**Text passage**
## Start
Canisius College (N.Y.):

$1,000,000 from Paul J. Strassberger of Palo Alto, Calif., an investor and entrepreneur, for the capital campaign.

Community Foundation of Western Massachusetts: Bequests totaling $2,400,000 from the estates of Agnes K. O’Donnell and Margaret E. O’Donnell of Northampton, Mass., sisters and schoolteachers, for endowment.

Goucher College (Md.): $6,080,000 bequest from the estate of Charlotte Killmon Wright Brown of San Antonio, an investor, for scholarships.


Parrish Art Museum (N.Y.): $3,000,000 from Carroll Petrie of New York to purchase Rogers Memorial Library, which is adjacent to the museum, and turn it into an art-education facility.

Rollins College (Fla.): $1,000,000 from Richard Sorenson of Stuart, Fla., president of Carlingswitch, and his wife, Sandi, to endow a professorship in the expressive arts.

U. of California at Irvine: $6,000,000 from John V. Croul of Santa Ana, Calif., co-chairman of Behr Process Corp., to help construct a research center at the Department of Earth System Sciences.

Wayne State U. (Mich.): $2,800,000 bequest from the estate of Raymond L. Krell of West Bloomfield, Mich., a lawyer and a police instructor, to endow scholarships at the Law School.

Western Kentucky U.: $1,100,000 from Lowell Guthrie of Bowling Green, Ky., president and chief executive officer of Trace Die Cast, for scholarships and a courtyard plaza.
## End
**Given task**
Reproduce the stretch of the gift listing from "Western Kentucky U.: $1,100,000" through "a courtyard plaza." word for word.

**Supplied information**
## Start
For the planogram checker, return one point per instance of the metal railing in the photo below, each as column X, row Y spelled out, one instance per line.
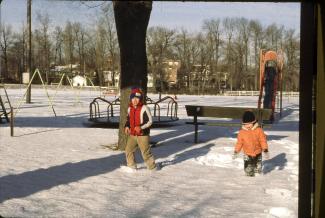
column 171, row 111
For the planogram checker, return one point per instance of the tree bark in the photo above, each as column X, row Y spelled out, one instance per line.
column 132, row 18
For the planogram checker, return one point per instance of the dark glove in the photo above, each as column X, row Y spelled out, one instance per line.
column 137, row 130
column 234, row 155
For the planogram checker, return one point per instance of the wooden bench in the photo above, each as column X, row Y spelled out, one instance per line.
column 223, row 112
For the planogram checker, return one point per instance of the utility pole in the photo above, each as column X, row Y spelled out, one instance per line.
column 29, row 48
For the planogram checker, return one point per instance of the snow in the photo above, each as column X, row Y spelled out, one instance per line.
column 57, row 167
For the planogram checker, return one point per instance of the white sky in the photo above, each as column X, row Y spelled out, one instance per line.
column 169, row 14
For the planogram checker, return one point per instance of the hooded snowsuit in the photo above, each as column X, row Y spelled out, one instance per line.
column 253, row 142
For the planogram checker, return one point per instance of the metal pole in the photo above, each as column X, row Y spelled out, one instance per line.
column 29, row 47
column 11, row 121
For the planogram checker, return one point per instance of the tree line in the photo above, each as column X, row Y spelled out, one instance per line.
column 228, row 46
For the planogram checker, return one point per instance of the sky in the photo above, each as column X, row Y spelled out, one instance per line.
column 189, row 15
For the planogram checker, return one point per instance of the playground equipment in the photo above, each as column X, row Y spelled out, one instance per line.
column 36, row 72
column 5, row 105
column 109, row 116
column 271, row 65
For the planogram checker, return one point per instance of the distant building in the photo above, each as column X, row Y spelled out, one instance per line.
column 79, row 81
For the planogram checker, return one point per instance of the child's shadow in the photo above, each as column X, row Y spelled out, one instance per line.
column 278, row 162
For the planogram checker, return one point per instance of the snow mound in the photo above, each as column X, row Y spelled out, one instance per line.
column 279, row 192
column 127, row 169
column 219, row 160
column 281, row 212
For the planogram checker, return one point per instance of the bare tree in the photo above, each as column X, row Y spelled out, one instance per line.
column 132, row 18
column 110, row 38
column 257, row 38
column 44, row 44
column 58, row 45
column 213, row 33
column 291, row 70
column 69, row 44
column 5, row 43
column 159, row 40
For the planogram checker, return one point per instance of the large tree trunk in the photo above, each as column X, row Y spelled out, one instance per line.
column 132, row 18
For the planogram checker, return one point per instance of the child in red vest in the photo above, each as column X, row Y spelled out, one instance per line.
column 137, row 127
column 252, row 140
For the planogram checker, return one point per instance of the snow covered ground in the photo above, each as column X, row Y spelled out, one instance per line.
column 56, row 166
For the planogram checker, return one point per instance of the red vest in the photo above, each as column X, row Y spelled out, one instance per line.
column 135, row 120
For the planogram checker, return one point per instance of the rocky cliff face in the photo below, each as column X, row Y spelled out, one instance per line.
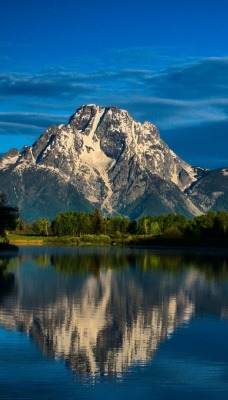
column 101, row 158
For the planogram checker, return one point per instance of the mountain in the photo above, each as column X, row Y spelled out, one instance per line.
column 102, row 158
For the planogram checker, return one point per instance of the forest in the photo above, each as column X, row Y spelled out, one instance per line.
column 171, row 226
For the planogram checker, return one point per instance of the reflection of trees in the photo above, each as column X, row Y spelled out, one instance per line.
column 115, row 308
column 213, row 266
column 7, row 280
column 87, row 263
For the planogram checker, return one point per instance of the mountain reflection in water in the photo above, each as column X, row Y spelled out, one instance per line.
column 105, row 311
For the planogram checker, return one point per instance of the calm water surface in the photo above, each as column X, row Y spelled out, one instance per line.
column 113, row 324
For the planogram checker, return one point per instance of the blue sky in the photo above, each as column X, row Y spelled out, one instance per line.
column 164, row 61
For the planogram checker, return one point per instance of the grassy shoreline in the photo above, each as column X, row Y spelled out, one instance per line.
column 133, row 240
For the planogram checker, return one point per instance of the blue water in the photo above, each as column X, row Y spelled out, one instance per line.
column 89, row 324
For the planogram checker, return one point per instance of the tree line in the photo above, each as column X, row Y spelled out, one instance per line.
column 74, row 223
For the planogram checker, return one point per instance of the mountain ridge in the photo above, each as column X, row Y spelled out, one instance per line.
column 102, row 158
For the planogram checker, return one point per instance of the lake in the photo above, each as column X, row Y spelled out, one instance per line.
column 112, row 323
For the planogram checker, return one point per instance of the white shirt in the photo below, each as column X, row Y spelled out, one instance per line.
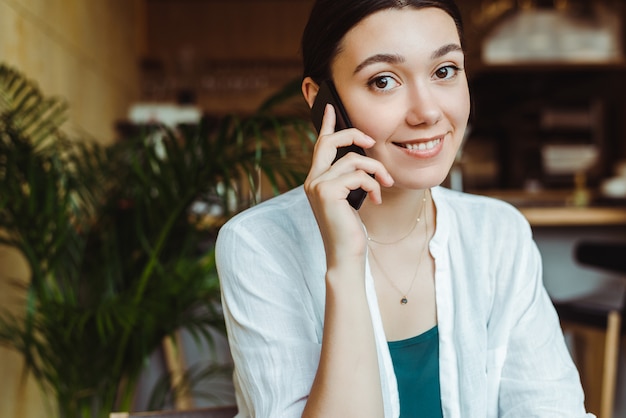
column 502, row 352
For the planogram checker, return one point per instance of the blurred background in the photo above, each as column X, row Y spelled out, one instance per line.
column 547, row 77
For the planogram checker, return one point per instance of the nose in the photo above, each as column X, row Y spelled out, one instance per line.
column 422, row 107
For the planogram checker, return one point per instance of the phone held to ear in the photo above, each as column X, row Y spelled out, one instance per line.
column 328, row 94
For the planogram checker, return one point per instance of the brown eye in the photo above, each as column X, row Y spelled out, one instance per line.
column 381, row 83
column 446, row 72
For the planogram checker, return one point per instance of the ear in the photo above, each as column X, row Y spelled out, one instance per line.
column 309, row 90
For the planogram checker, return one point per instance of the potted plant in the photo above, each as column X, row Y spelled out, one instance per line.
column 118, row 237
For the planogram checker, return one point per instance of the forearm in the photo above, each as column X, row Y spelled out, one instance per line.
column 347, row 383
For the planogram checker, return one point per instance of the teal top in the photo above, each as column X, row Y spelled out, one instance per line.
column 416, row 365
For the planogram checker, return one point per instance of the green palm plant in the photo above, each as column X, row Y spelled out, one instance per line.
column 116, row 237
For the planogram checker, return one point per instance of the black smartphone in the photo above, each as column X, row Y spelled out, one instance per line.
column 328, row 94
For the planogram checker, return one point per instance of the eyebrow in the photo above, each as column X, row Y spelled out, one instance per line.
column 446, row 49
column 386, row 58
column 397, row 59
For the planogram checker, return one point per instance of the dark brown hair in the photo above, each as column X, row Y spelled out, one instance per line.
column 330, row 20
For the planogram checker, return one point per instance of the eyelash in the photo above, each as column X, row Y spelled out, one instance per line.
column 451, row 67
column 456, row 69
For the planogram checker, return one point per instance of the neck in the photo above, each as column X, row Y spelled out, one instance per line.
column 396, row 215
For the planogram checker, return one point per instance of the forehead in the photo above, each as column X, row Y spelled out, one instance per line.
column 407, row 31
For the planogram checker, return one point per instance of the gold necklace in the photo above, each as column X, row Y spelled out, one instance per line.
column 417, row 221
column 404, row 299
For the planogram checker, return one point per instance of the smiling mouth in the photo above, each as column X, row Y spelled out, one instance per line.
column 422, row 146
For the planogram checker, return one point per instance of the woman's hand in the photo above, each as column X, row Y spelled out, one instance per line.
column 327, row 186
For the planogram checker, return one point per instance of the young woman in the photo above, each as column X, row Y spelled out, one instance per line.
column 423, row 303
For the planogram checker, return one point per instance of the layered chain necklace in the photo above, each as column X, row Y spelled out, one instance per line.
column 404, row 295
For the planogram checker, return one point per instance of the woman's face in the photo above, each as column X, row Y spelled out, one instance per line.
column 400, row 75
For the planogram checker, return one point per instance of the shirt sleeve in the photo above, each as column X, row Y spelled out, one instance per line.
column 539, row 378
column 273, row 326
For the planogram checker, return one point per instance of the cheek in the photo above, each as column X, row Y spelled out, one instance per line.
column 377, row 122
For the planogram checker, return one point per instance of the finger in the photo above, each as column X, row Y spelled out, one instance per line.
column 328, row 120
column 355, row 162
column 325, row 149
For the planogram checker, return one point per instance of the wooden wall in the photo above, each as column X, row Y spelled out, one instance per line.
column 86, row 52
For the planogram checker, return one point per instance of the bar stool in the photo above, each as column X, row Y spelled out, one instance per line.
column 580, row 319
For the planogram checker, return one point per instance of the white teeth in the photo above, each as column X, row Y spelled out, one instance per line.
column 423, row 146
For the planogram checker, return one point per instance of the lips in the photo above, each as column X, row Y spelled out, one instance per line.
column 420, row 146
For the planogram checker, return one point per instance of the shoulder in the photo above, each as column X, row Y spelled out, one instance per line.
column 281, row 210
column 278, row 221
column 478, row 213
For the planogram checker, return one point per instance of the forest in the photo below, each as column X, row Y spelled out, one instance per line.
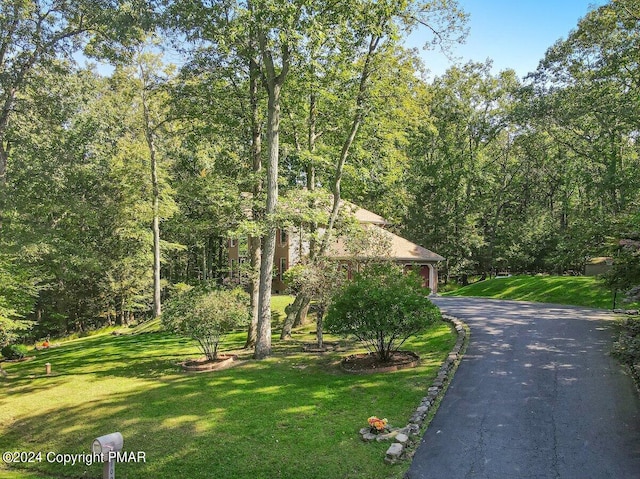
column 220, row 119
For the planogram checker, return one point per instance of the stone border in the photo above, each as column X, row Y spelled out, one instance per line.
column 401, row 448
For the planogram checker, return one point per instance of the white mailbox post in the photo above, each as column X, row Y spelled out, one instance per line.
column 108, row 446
## End
## Start
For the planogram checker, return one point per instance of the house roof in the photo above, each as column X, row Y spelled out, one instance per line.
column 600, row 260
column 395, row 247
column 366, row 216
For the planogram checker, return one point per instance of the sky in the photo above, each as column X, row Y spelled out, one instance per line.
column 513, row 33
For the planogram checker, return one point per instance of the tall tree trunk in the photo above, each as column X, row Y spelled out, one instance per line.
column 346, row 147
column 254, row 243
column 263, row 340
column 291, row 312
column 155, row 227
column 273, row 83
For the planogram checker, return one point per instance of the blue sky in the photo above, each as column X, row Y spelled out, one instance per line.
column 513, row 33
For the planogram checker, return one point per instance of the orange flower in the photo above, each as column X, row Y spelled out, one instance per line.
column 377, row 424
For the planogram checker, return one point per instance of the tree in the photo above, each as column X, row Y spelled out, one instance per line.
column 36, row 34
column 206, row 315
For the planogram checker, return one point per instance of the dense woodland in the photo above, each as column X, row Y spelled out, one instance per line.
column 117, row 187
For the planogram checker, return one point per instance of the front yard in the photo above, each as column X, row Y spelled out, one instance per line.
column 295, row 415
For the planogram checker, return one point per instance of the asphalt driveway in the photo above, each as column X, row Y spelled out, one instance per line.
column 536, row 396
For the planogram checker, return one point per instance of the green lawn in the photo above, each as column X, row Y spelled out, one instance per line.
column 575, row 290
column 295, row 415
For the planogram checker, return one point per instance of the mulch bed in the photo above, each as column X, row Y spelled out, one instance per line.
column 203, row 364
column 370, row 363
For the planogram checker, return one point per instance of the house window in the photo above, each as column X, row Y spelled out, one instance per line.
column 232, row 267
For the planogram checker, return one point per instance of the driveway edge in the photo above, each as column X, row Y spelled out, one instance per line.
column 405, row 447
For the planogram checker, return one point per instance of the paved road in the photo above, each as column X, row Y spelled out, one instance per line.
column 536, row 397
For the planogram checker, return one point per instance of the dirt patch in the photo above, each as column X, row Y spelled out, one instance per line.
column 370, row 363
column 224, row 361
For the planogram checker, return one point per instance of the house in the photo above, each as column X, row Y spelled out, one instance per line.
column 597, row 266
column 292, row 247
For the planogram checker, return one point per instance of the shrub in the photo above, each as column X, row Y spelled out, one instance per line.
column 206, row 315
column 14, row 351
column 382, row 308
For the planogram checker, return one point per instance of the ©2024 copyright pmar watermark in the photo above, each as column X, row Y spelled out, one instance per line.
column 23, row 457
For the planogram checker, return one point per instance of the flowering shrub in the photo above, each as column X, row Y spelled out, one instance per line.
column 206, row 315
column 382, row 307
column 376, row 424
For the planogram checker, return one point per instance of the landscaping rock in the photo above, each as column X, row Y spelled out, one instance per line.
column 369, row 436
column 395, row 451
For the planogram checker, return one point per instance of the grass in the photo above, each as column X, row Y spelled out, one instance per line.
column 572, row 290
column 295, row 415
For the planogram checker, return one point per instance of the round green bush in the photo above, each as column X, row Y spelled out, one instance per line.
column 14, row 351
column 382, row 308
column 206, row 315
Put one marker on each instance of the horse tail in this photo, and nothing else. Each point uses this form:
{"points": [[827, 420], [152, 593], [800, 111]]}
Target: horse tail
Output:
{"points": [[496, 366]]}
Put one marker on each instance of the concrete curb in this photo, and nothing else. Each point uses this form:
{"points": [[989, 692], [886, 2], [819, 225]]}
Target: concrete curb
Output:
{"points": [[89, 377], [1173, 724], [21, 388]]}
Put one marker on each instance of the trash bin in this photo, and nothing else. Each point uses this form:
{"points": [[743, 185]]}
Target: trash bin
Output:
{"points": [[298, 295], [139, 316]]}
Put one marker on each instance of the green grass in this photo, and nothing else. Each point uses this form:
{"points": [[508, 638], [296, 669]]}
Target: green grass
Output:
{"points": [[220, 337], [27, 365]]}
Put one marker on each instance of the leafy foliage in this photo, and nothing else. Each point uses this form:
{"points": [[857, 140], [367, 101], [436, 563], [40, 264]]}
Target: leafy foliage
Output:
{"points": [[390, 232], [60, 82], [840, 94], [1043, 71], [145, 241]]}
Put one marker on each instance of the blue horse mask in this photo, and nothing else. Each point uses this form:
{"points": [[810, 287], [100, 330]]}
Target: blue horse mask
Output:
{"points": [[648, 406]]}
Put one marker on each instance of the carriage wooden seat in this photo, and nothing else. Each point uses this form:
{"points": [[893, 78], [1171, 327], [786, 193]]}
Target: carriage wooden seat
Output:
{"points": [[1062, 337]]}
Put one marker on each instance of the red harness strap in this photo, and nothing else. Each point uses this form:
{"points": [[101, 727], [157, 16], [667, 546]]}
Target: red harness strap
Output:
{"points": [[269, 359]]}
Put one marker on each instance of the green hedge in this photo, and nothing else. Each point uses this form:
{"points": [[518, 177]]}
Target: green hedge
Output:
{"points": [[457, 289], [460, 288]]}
## End
## Start
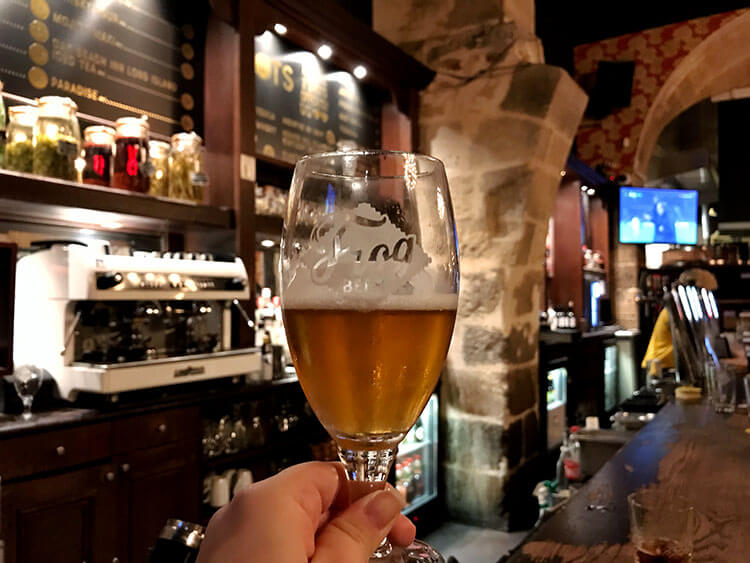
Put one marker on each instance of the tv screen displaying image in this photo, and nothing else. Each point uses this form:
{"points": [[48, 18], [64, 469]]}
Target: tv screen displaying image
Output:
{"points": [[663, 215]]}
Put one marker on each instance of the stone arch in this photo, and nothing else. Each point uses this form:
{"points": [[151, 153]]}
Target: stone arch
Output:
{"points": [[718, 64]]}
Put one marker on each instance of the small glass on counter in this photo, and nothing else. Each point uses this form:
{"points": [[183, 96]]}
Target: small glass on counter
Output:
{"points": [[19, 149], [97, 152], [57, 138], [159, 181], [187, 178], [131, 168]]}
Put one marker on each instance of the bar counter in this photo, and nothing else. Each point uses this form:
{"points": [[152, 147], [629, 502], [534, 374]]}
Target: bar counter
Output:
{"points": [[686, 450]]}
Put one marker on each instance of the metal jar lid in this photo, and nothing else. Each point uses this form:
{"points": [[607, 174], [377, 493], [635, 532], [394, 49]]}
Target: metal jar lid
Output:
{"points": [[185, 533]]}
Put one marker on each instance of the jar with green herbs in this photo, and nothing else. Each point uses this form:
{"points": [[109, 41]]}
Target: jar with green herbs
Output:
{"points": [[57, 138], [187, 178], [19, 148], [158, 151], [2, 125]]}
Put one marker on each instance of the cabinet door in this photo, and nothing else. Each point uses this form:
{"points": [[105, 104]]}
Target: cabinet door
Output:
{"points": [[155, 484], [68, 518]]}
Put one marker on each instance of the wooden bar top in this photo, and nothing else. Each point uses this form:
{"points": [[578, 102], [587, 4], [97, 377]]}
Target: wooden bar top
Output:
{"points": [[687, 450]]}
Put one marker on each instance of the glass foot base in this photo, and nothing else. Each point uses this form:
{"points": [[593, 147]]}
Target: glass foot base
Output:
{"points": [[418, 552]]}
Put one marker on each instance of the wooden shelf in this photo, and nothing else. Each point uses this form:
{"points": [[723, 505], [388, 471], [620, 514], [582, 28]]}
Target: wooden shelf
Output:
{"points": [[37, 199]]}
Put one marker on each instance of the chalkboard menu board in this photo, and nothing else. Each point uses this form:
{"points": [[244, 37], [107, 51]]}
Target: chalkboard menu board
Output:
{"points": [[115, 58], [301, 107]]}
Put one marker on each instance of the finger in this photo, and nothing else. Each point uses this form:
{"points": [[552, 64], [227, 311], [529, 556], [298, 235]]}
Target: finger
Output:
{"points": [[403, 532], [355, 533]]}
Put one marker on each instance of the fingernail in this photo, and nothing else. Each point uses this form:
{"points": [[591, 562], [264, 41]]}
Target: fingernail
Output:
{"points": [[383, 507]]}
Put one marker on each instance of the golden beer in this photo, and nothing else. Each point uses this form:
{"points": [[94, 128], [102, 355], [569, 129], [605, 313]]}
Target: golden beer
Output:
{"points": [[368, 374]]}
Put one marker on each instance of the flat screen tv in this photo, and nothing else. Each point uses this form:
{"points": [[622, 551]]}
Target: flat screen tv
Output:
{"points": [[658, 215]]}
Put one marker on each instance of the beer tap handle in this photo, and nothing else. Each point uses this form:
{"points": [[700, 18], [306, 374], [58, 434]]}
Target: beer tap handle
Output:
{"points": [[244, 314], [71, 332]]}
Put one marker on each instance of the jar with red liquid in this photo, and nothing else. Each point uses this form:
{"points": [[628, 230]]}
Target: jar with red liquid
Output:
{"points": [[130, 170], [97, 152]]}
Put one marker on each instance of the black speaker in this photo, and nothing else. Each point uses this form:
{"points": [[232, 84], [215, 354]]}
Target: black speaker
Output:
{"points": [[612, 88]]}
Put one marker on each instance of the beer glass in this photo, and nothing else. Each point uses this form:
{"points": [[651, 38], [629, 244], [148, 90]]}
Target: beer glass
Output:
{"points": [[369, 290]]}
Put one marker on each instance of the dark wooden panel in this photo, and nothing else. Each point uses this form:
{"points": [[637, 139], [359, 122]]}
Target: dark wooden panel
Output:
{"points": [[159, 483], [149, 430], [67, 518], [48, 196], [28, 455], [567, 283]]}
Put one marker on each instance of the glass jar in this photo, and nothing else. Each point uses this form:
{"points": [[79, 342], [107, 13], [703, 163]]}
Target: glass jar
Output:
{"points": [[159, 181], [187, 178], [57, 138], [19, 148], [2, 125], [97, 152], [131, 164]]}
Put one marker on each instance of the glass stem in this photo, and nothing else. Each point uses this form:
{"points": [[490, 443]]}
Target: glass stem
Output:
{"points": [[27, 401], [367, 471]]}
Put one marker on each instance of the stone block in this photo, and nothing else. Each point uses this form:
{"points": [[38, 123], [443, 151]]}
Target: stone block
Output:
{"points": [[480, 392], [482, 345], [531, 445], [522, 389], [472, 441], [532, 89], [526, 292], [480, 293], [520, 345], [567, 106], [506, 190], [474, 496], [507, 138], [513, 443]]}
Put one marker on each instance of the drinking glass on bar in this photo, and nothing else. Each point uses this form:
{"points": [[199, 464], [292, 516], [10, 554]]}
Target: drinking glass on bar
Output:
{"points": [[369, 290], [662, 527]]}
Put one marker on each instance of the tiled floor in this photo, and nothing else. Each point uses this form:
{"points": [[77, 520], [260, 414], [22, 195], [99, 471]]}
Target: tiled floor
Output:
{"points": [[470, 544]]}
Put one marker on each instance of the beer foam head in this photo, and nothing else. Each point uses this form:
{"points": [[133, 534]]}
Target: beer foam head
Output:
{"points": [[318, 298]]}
## End
**Expected answer**
Western Kentucky U.: $1,100,000 from Lowell Guthrie of Bowling Green, Ky., president and chief executive officer of Trace Die Cast, for scholarships and a courtyard plaza.